Records of labeled points:
++++++++++++++++++++
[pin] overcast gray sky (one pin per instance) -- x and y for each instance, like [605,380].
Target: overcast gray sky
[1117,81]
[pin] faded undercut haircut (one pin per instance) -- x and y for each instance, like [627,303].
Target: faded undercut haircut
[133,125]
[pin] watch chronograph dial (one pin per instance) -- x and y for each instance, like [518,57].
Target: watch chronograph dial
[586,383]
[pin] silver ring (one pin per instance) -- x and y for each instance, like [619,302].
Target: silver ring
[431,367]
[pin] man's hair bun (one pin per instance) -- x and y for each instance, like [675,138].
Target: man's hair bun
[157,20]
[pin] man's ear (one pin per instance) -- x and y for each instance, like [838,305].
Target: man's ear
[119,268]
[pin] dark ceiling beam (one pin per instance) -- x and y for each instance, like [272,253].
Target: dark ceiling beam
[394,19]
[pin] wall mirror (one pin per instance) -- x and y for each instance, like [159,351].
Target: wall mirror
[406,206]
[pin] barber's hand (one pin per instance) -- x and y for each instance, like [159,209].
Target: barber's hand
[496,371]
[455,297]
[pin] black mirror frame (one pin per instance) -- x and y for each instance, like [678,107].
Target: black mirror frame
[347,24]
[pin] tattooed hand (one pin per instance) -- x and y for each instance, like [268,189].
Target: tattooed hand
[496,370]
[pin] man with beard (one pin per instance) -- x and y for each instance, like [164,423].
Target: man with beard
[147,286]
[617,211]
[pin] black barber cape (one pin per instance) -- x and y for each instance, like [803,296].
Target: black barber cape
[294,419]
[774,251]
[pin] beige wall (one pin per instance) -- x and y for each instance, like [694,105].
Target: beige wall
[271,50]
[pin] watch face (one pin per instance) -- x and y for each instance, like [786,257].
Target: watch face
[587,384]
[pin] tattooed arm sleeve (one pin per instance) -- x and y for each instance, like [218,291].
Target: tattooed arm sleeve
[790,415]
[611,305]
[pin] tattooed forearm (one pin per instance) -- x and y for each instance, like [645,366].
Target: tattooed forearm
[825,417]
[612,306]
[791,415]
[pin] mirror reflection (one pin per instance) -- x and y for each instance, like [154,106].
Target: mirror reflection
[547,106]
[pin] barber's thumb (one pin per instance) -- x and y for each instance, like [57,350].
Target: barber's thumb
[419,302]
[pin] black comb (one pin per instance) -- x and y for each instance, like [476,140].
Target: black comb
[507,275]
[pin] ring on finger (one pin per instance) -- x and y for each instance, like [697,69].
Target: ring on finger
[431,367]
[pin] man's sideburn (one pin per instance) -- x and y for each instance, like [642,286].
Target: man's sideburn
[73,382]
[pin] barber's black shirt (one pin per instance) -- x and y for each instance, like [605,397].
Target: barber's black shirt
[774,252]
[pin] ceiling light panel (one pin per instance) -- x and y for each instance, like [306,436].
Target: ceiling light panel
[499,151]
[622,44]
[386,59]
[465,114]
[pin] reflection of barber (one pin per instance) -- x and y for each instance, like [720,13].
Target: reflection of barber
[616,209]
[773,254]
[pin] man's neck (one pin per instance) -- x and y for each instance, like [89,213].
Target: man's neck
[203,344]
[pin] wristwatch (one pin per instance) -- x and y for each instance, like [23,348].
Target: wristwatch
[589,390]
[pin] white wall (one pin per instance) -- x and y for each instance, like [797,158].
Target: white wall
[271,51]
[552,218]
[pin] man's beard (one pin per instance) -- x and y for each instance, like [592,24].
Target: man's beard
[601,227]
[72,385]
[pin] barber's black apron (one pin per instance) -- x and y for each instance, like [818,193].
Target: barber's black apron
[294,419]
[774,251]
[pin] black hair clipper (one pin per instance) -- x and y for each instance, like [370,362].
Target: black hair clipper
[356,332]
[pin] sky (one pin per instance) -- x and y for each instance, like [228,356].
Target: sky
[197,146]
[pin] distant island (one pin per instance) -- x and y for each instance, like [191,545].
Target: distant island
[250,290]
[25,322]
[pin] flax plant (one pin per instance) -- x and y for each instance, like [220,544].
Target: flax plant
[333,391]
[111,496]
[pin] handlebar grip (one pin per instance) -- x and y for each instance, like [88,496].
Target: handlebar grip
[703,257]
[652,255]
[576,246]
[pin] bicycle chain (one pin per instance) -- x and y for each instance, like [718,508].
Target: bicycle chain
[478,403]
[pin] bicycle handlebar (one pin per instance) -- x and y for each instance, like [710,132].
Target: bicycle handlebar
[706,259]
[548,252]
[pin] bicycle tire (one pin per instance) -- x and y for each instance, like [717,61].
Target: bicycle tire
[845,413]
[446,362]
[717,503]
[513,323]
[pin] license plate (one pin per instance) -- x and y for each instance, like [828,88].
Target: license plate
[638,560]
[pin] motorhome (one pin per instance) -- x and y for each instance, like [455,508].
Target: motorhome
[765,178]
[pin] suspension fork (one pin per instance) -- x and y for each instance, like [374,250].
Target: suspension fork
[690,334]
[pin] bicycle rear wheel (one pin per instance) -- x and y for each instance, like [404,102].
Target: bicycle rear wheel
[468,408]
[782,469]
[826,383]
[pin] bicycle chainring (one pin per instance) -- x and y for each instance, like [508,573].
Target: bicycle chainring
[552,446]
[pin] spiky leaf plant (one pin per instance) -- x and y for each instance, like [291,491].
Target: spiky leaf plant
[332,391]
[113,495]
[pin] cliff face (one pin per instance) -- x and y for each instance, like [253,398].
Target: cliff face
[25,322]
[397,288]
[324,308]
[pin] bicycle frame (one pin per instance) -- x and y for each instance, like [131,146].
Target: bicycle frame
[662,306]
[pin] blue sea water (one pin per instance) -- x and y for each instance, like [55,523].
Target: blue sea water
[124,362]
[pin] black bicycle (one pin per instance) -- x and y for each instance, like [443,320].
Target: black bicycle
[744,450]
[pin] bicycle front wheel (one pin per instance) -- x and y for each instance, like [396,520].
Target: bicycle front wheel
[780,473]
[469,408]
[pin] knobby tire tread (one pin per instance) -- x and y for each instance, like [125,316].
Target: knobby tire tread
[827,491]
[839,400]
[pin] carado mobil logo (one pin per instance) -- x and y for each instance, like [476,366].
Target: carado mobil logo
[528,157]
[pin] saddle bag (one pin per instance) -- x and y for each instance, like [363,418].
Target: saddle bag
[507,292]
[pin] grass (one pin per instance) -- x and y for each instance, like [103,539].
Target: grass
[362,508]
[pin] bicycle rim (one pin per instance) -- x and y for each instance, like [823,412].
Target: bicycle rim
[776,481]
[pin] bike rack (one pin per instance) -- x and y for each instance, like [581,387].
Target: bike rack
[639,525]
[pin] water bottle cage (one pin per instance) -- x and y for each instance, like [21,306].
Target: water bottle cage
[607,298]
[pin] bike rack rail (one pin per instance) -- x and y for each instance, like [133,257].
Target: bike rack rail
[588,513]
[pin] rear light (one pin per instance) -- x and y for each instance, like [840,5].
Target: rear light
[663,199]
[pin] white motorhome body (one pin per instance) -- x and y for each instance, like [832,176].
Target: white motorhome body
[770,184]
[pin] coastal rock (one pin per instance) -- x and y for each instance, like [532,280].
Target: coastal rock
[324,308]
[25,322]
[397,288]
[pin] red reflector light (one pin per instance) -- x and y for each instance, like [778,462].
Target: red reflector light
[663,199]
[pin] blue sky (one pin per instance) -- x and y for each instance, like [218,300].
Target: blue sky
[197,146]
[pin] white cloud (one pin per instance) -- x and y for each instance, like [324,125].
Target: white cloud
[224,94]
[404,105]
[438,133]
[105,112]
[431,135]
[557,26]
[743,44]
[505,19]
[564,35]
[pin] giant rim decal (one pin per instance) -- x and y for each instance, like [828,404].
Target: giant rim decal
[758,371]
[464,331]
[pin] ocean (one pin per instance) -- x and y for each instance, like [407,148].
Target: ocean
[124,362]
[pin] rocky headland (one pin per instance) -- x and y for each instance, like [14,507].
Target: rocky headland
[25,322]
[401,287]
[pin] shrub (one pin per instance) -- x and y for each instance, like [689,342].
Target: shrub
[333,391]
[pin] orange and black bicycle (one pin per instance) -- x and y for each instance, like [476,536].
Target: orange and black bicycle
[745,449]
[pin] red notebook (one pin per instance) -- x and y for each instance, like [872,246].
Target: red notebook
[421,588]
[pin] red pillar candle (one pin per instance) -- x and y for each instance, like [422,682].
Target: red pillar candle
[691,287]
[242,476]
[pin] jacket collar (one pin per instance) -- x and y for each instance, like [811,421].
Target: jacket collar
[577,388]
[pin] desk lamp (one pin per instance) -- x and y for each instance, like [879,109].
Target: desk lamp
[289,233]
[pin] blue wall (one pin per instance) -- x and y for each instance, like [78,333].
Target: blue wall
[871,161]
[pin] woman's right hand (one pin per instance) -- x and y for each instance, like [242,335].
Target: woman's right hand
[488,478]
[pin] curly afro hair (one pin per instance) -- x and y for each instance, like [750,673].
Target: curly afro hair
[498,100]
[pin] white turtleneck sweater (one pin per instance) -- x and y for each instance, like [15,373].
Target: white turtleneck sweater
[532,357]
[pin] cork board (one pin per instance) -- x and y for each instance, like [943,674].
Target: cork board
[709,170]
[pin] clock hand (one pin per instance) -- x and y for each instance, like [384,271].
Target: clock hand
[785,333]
++++++++++++++++++++
Copy exactly the line containing "[pin] jacket collar" and every line after it, ending with the last line of the records above.

[pin] jacket collar (one pin per instance) -- x and y for each instance, like [811,421].
Target: jacket collar
[577,388]
[pin] desk lamp (one pin per instance) -- x and y for each instance, like [879,109].
Target: desk lamp
[289,233]
[pin] blue wall (one pin per instance) -- x and y for each instance, like [78,333].
Target: blue wall
[871,161]
[pin] woman's right hand (one pin per instance) -- x and y for each instance, like [242,335].
Target: woman's right hand
[488,478]
[pin] curly afro hair (one pin per instance) -- x and y for each instance, like [750,673].
Target: curly afro hair
[498,100]
[pin] white turtleneck sweater (one pin per instance) -- x and y for each instance, like [15,373].
Target: white turtleneck sweater
[532,357]
[pin] cork board (one pin per instance) -- x and y for each instance, like [943,674].
Target: cork board
[709,170]
[pin] clock hand (one pin per instance) -- x and y for each instance, like [384,271].
Target: clock hand
[785,333]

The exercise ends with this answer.